Exercise brief >>
Can you quote, without changes, the lines from the start of the items through the line containing "box: [0, 0, 500, 188]", both ends included, while leaving the pictures out of your answer?

[Items drawn from a dataset]

----------------------------------------

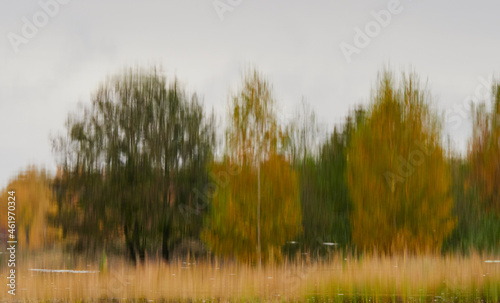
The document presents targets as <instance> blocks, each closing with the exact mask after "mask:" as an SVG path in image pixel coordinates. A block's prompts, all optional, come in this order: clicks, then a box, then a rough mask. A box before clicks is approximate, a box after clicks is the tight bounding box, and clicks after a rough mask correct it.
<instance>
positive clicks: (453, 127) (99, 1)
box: [0, 0, 500, 188]
mask: <svg viewBox="0 0 500 303" xmlns="http://www.w3.org/2000/svg"><path fill="white" fill-rule="evenodd" d="M55 1H56V0H41V1H12V0H1V2H0V3H1V6H2V8H1V9H0V36H1V39H0V60H1V61H0V112H1V119H0V129H1V131H0V163H1V165H0V188H3V187H4V186H6V185H7V182H8V180H9V179H10V178H12V177H13V176H15V175H16V174H17V172H18V171H19V170H20V169H22V168H24V167H26V166H27V165H28V164H36V165H40V166H45V167H46V168H48V169H50V170H54V168H55V161H54V156H53V154H52V151H51V146H50V141H49V135H50V134H51V133H54V134H55V133H58V132H61V131H62V130H63V125H64V121H65V119H66V117H67V114H68V112H70V111H74V110H76V109H77V103H78V102H79V101H81V102H84V103H88V102H89V99H90V98H89V97H90V94H91V93H92V92H93V91H94V90H95V88H96V87H97V85H98V83H99V82H101V81H103V80H104V79H105V77H106V76H107V75H109V74H113V73H116V72H117V71H119V70H120V69H121V68H122V67H124V66H127V65H136V64H140V65H151V64H162V65H163V67H164V70H165V71H166V73H167V76H169V75H170V76H173V75H177V77H178V78H179V79H180V80H181V81H182V82H183V83H184V84H185V87H186V89H187V90H188V91H190V92H197V93H199V94H200V95H201V96H203V100H204V104H205V107H206V108H207V109H210V108H212V107H213V108H214V109H215V111H216V112H217V113H218V114H220V115H222V114H224V113H225V108H226V105H227V96H228V93H229V92H230V90H234V89H235V88H236V87H237V85H238V84H239V82H240V79H241V77H240V75H241V71H242V70H243V69H244V68H245V67H246V66H248V64H252V65H255V66H257V67H258V68H259V69H260V70H261V71H262V72H263V73H264V74H265V75H266V77H267V78H268V79H269V80H270V81H271V82H272V84H273V86H274V88H275V93H276V97H277V99H278V102H279V104H280V105H279V107H280V109H281V110H282V111H283V112H286V113H290V112H292V111H293V110H295V108H296V107H297V104H298V103H299V102H300V100H301V99H302V98H305V99H307V101H308V102H309V103H310V104H311V106H312V107H313V109H314V110H315V111H316V112H317V113H318V116H319V119H320V121H321V122H322V123H325V124H328V125H333V123H338V122H340V121H341V119H343V117H345V115H346V114H347V112H348V111H349V109H350V108H352V107H353V106H355V105H356V104H368V103H369V96H370V90H371V88H372V87H373V86H374V83H375V81H376V77H377V73H378V72H379V71H380V70H381V68H382V67H383V66H384V65H386V64H387V63H390V65H391V66H392V67H393V69H394V70H396V71H401V70H408V69H409V67H410V66H411V67H413V69H414V70H415V71H416V72H417V73H418V74H419V75H420V77H421V78H422V79H423V80H428V88H429V89H430V91H431V92H432V95H433V96H434V102H435V104H436V107H437V108H438V109H439V110H440V111H441V112H443V111H444V110H449V111H450V113H449V119H447V121H448V122H447V123H445V126H446V129H447V131H448V132H449V133H450V134H451V136H452V138H453V139H454V140H455V141H456V146H457V149H458V150H462V151H463V150H465V147H466V139H467V137H468V136H469V135H470V128H471V127H470V121H469V120H468V119H465V118H462V116H464V115H465V114H467V112H465V113H464V112H463V111H462V110H461V109H460V108H459V107H457V106H462V104H463V103H464V101H466V100H471V99H472V98H471V96H477V97H481V98H484V97H485V96H486V95H485V90H483V89H482V88H484V87H485V84H482V83H483V82H488V81H487V80H488V78H489V77H490V75H492V74H493V75H496V76H498V75H499V71H500V70H499V69H500V64H499V63H500V55H499V54H500V52H499V51H500V37H499V29H500V18H499V17H498V14H499V12H500V2H499V1H498V0H495V1H493V0H491V1H484V0H483V1H463V0H454V1H448V0H446V1H430V0H422V1H416V0H413V1H411V0H400V1H399V4H398V3H397V2H394V1H396V0H383V1H378V0H377V1H373V0H371V1H347V0H345V1H344V0H342V1H340V0H339V1H334V0H330V1H325V0H317V1H294V0H276V1H264V0H217V1H213V0H198V1H194V0H163V1H124V0H121V1H118V0H114V1H112V0H100V1H97V0H85V1H83V0H71V1H69V0H65V1H62V0H60V2H55ZM54 4H55V5H54ZM44 7H45V8H44ZM381 10H384V11H385V12H387V13H379V12H380V11H381ZM373 12H377V14H373ZM375 15H378V16H379V17H376V16H375ZM377 19H379V21H377ZM374 22H376V24H375V23H374ZM377 24H378V25H377ZM357 29H359V30H357ZM360 31H361V32H362V34H360V33H359V32H360ZM368 34H370V35H371V36H372V37H370V36H368ZM356 35H357V36H358V38H359V36H363V35H367V36H365V37H364V38H365V39H364V40H363V39H362V38H363V37H361V38H359V39H358V40H359V41H357V42H358V45H356V42H355V41H354V38H355V36H356ZM366 38H368V39H369V40H367V39H366ZM341 45H343V46H344V47H343V48H344V52H345V49H346V45H350V46H351V48H349V49H350V51H352V50H353V49H354V48H356V49H357V51H356V52H353V53H351V55H350V56H348V57H349V59H350V62H348V61H349V60H347V58H346V55H345V54H344V52H343V51H342V49H343V48H342V47H341ZM358 46H360V47H358ZM361 46H362V47H361ZM481 79H484V80H481ZM481 98H476V99H477V100H479V99H481ZM467 109H468V108H467ZM467 109H466V110H467ZM450 121H451V122H450ZM450 124H452V125H451V127H450Z"/></svg>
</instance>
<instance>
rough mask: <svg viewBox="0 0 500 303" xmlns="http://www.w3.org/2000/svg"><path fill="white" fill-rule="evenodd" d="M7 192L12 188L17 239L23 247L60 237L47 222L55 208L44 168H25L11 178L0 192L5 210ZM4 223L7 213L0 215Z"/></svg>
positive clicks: (47, 180) (54, 209) (47, 244)
mask: <svg viewBox="0 0 500 303" xmlns="http://www.w3.org/2000/svg"><path fill="white" fill-rule="evenodd" d="M7 191H15V202H16V209H15V212H14V213H15V215H16V228H17V241H18V243H19V247H21V248H22V249H28V250H35V249H40V248H43V247H44V246H45V245H49V244H52V243H54V241H55V240H56V239H57V238H58V237H59V232H58V230H57V229H56V228H53V227H51V226H50V225H49V224H48V222H47V221H48V220H47V216H48V215H50V214H52V213H53V212H54V211H55V208H56V205H55V202H54V200H53V197H52V189H51V187H50V179H49V177H48V176H47V173H46V172H45V171H44V170H37V169H36V168H35V167H34V166H30V167H28V169H26V170H25V171H24V172H21V173H20V174H19V175H18V176H17V177H16V178H14V179H13V180H12V181H10V183H9V185H8V186H7V190H3V191H2V193H1V194H0V199H1V201H2V203H4V204H5V208H4V209H7V205H6V203H7V202H6V201H7ZM6 225H7V216H2V217H0V226H2V227H5V226H6Z"/></svg>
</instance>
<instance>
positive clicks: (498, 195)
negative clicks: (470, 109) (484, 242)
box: [468, 85, 500, 214]
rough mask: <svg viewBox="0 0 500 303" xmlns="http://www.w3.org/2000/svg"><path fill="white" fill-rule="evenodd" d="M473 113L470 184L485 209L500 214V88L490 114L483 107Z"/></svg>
mask: <svg viewBox="0 0 500 303" xmlns="http://www.w3.org/2000/svg"><path fill="white" fill-rule="evenodd" d="M474 112H475V115H474V121H473V123H474V124H473V137H472V141H471V142H470V144H469V154H468V157H469V161H470V164H471V175H470V181H471V183H472V184H473V185H474V186H475V188H476V189H477V193H478V194H479V199H480V200H481V202H482V203H483V206H484V207H485V209H486V210H487V211H490V212H493V213H496V214H500V85H496V86H495V87H493V102H492V109H491V113H488V112H486V108H485V106H484V104H482V105H481V106H479V107H478V108H477V109H476V110H475V111H474Z"/></svg>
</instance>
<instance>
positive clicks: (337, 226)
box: [292, 107, 364, 253]
mask: <svg viewBox="0 0 500 303" xmlns="http://www.w3.org/2000/svg"><path fill="white" fill-rule="evenodd" d="M363 121H364V110H363V109H362V108H361V107H360V108H358V109H356V110H355V111H354V112H352V113H351V114H349V116H348V117H347V118H346V121H345V123H344V125H343V126H342V128H341V130H339V129H338V128H335V129H334V131H333V133H332V134H331V135H330V137H329V138H328V139H327V140H325V142H323V143H322V145H321V146H320V148H319V153H318V154H316V155H315V154H310V155H308V156H307V157H304V158H302V159H299V160H298V161H296V163H295V166H296V167H297V171H298V172H299V175H300V188H301V205H302V214H303V227H304V234H303V240H302V242H303V244H304V245H303V246H304V248H305V250H308V251H313V252H320V253H322V252H324V253H327V252H329V251H330V250H331V247H330V246H328V245H325V243H335V244H334V245H335V246H337V247H343V248H347V247H348V246H349V245H350V243H351V227H350V220H349V215H350V210H351V209H352V205H351V204H352V203H351V199H350V197H349V193H348V187H347V180H346V173H347V148H348V146H349V144H350V141H351V137H352V134H353V133H354V131H355V130H356V129H357V128H358V125H360V124H361V123H363ZM308 129H314V127H310V126H309V127H308ZM301 133H305V131H302V132H301ZM295 137H297V136H295ZM292 144H293V143H292ZM309 148H311V144H309Z"/></svg>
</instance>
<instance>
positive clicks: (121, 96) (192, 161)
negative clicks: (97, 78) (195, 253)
mask: <svg viewBox="0 0 500 303" xmlns="http://www.w3.org/2000/svg"><path fill="white" fill-rule="evenodd" d="M82 112H83V114H82V115H80V116H70V117H69V118H68V122H67V124H66V129H67V134H66V135H62V136H59V137H57V138H55V139H54V140H53V143H54V148H55V151H56V152H57V154H58V155H59V159H58V162H59V165H60V167H61V171H62V172H61V174H60V176H59V177H58V178H57V179H56V182H55V188H56V193H57V197H58V199H57V200H58V206H59V213H58V214H59V215H58V216H57V218H55V222H56V223H57V224H60V225H61V226H62V227H63V230H64V233H65V235H67V236H76V237H77V239H78V244H79V245H80V246H81V247H85V248H87V249H92V248H96V247H97V246H99V245H101V244H102V243H110V242H111V243H113V242H115V241H117V240H118V241H120V240H124V242H125V244H126V247H127V251H128V254H129V256H130V258H131V259H133V260H136V258H139V259H141V260H142V259H144V257H145V253H146V252H148V251H150V252H158V251H159V250H160V248H161V252H162V254H163V256H164V257H165V258H167V259H168V258H169V256H170V251H171V249H172V246H174V245H175V244H176V243H178V242H180V240H181V239H182V238H183V237H197V236H198V234H199V229H200V228H201V226H202V219H201V217H200V218H195V220H190V221H189V222H188V221H186V220H184V219H183V217H182V216H181V215H180V213H179V205H190V204H192V203H194V202H193V200H194V193H193V192H192V189H193V188H196V187H197V186H201V185H202V184H204V183H206V182H207V181H208V174H207V172H206V164H207V163H208V161H210V159H211V150H212V146H213V143H214V128H213V118H207V117H205V114H204V112H203V108H202V106H201V105H200V103H199V101H198V98H197V96H196V95H192V96H188V95H187V94H186V93H184V92H183V91H182V90H181V89H180V88H179V84H178V81H177V80H174V81H173V82H171V83H168V82H167V79H166V77H165V76H164V75H163V73H162V72H161V71H160V70H159V69H157V68H151V69H141V68H136V69H127V70H125V71H124V72H123V73H121V74H118V75H116V76H113V77H111V78H110V79H109V80H108V81H106V82H105V83H103V84H102V85H101V86H100V87H99V89H98V90H97V91H96V93H95V94H93V96H92V103H91V105H90V106H86V107H83V110H82Z"/></svg>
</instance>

----------------------------------------

Answer >>
The document presents targets as <instance> blocks, each closing with the exact mask after "mask:" as an SVG path in image pixel coordinates. A block's prompts, all optional, come in this order: clicks, then a box, then a rough mask. A box before clicks is approximate, a box after clicks is the tight bounding box, and clicks after a rough mask correct it.
<instance>
positive clicks: (453, 127) (99, 1)
box: [0, 0, 500, 188]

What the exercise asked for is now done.